● **Image point grounding data**
════════════════

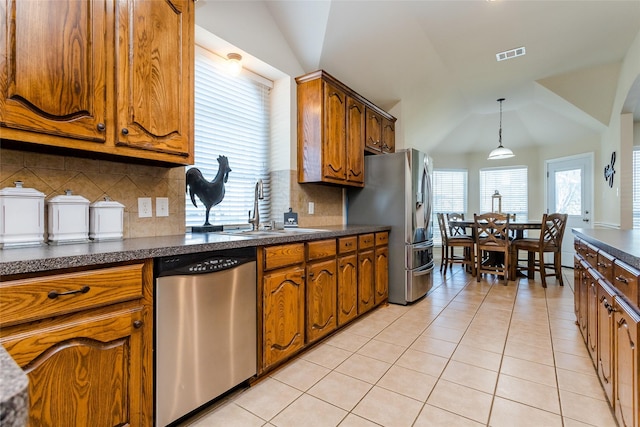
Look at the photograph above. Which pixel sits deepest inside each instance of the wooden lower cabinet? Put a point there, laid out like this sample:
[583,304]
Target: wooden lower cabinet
[347,288]
[366,291]
[592,314]
[283,314]
[381,274]
[626,371]
[321,299]
[605,296]
[88,356]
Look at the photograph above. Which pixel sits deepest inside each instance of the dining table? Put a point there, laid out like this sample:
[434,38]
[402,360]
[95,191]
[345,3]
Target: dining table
[518,228]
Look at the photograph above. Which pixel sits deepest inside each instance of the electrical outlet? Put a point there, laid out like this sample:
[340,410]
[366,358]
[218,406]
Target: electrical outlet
[144,207]
[162,206]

════════════════

Transcribe each line above exactly, pictures excluded.

Look at the photograph above. Which pixel sits deepest inside each instance of the wooden lower cabinet? Put a point there, laid out like this sample:
[583,304]
Target: wooden lower cabinet
[347,288]
[366,291]
[592,314]
[283,314]
[381,274]
[626,371]
[321,299]
[605,296]
[88,356]
Look at the photograph above. Which pixel sits deepest inside each instance of the dining table? Put a point there, laid out like this sample:
[434,38]
[402,360]
[95,191]
[345,3]
Target: dining table
[518,228]
Look at the photograph above. Which pixel sits deepest inside each instance of the electrical outlet? Put a point there, laid out like this sample:
[340,410]
[366,358]
[218,406]
Target: electrical outlet
[144,207]
[162,206]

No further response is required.